BEGIN EXCERPTED PASSAGE

A first of its kind Australian study has revealed rates of brain lymphoma have quadrupled since the 1980s with only 33% of people surviving 5 years after receiving a diagnosis.
Brain lymphoma is a Non-Hodgkin lymphoma in which cancer cells from lymph tissue form in the brain or spinal cord. As the human eye is connected to the brain, the lymphoma can also start in the eye (retinal lymphoma) and later spread to the brain.
First author of the study published in the journal Cancers, Dr Alexandra Farrall at Flinders University, says the results showed increasing brain cancer rates in both elderly and younger Australian adults, and much lower survival outcomes than those reported for lymphoma that occurs outside the brain.
“Our study provides the first Australian population analysis of the incidence and survival of brain lymphoma, which indicates that while this type of cancer is rare, Australians aged 40 to 49 are increasingly diagnosed.”
“We calculated survival outcomes for patients and found no difference between genders but did find worsening outcomes with advancing age at time of diagnosis. There has been improvement in survival over the years, associated with advances in treatments.”
The national study used data collected by the Australian Cancer Database across four decades (1984-2014).

END EXCERPTED PASSAGE
BEGIN DATA UNDER STUDY

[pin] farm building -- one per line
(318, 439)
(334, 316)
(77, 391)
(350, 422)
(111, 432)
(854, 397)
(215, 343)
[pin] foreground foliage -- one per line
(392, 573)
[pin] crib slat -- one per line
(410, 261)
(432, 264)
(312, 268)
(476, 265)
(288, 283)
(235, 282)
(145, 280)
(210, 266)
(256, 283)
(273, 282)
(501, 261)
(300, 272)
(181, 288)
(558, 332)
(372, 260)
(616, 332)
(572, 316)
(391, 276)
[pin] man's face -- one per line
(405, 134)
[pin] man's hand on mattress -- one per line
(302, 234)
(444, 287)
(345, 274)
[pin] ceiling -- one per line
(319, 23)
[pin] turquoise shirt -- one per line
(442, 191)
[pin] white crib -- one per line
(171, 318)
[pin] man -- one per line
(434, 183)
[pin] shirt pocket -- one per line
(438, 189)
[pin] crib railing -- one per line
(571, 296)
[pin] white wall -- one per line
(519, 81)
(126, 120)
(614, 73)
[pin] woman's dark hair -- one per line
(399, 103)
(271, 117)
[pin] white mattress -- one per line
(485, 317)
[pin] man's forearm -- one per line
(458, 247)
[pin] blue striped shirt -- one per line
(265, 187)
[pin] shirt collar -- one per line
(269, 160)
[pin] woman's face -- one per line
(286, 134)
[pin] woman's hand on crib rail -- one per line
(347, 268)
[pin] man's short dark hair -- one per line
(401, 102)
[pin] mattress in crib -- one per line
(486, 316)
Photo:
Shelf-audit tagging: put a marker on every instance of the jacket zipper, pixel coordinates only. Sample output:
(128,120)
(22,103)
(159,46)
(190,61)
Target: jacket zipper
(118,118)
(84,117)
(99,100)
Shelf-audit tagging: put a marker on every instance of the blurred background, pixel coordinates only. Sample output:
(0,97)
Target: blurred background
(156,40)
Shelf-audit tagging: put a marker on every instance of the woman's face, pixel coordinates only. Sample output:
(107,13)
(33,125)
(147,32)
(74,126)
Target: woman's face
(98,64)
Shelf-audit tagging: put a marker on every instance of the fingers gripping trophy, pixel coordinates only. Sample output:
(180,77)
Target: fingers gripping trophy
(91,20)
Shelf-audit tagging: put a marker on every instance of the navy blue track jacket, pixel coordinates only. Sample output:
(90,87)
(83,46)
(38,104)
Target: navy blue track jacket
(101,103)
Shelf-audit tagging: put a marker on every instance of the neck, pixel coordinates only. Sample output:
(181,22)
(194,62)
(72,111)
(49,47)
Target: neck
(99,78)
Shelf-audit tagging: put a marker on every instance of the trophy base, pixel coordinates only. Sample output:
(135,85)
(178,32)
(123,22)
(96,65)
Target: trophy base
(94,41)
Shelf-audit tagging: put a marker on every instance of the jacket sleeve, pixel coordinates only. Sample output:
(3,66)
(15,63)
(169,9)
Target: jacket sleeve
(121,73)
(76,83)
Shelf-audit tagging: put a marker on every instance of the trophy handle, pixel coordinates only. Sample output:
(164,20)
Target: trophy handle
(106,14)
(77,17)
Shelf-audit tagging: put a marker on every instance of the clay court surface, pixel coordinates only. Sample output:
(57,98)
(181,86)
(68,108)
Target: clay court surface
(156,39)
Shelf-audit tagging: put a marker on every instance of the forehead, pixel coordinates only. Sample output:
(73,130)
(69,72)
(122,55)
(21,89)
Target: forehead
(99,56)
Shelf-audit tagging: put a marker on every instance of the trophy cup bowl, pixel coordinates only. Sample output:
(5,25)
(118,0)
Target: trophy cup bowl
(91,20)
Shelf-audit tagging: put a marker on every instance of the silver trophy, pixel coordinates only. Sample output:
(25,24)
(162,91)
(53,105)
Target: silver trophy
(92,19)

END DATA UNDER STUDY
BEGIN DATA UNDER STUDY

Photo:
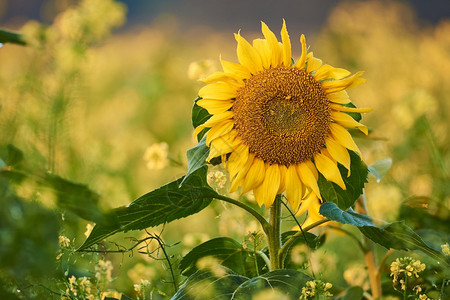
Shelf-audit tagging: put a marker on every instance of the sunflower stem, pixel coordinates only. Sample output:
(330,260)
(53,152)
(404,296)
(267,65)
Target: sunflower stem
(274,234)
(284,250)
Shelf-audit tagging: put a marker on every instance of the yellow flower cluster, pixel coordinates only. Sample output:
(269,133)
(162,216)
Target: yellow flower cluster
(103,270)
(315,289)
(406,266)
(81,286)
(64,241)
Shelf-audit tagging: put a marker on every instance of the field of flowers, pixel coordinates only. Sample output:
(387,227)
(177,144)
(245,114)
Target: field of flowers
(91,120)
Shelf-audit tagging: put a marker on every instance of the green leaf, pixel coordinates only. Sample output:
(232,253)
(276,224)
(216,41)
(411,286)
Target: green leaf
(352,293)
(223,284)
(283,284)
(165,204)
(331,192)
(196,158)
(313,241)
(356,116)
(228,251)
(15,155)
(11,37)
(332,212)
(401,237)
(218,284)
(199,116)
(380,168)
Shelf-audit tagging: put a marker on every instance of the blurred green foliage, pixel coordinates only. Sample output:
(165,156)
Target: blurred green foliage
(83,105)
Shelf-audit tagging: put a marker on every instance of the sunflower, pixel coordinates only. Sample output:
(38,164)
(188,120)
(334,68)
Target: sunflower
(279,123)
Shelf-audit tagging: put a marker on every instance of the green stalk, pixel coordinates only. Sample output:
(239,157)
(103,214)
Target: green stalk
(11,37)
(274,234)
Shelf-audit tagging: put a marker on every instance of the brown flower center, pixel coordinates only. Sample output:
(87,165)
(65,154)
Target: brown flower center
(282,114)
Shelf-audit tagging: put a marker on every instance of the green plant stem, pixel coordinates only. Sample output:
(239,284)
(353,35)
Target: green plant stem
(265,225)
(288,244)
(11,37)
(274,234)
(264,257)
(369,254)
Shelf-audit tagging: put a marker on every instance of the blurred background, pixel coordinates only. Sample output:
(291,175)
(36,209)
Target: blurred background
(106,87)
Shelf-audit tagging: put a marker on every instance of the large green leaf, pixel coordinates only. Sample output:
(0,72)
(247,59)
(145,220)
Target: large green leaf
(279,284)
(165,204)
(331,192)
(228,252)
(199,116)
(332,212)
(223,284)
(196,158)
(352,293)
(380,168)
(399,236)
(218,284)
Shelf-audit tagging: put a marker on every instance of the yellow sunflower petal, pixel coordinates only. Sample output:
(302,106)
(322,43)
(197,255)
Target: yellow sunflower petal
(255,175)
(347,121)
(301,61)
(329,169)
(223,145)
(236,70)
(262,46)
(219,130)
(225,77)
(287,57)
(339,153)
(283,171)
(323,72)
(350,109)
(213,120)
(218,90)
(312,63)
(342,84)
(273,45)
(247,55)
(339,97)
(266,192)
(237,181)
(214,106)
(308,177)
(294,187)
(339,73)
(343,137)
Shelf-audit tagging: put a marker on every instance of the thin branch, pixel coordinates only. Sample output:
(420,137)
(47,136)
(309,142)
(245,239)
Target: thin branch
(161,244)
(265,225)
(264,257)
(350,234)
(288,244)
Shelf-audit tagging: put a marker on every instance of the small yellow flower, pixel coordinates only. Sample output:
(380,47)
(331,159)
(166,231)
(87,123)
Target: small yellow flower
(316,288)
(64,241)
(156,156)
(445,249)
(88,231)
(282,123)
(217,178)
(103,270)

END DATA UNDER STUDY
BEGIN DATA UNDER STUDY

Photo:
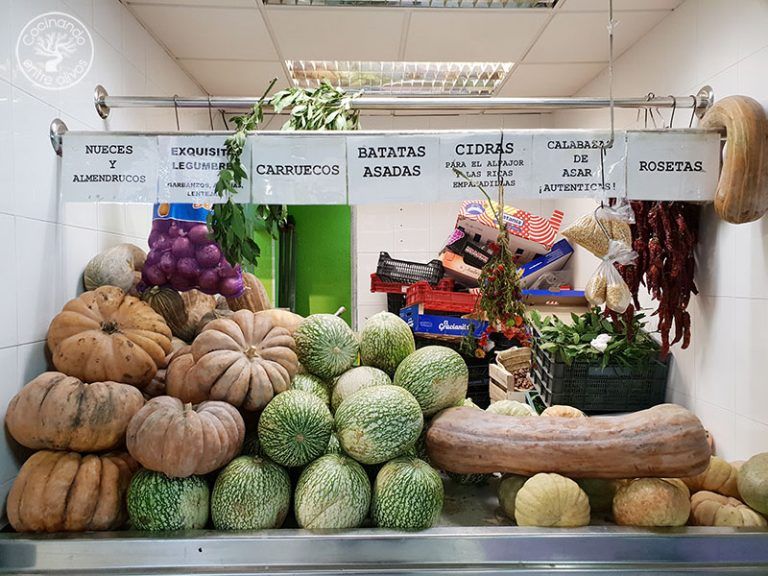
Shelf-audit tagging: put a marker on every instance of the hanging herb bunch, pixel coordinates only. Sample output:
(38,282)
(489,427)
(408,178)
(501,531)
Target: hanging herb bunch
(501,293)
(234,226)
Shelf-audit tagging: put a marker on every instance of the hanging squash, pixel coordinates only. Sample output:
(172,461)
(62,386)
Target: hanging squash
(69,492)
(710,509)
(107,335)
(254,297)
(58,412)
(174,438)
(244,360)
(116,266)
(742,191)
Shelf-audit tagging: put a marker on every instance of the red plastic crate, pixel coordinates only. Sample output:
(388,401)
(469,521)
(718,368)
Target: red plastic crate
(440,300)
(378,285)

END DATA UNDER STUDY

- [EXERCISE SET]
1. Answer these questions using the article on the brain lymphoma study:
(a) What percentage of people survive 5 years after a brain lymphoma diagnosis?
(b) In which journal was the study published?
(c) Which years did the Australian Cancer Database data span?
2. Continue the article on the Australian brain lymphoma study from its last sentence.

- [SOLVED PROBLEMS]
1.
(a) 33%
(b) Cancers
(c) 1984-2014

2.
Brain lymphoma was recently in global news headlines when Doug Scott, a mountaineering legend and the first Englishman to climb Mount Everest, died at the age of 79 after a battle with this brain cancer.
Flinders University Strategic Professor in Eye & Vision Health and senior author of the paper, Professor Justine Smith, says it’s the first time a study has assessed comprehensive data on brain lymphoma diagnosis and survival rates across a span of three decades in Australia.
“The increase in cancer that we have reported cannot be explained on the basis of an aging population or improved diagnostic and classification tools, and this finding definitely deserves more investigation.”
“While it is fortunate that this cancer is rare, being diagnosed with a rare disease poses many challenges for the patient, their support network and the health care team, as treatment information is often more limited.”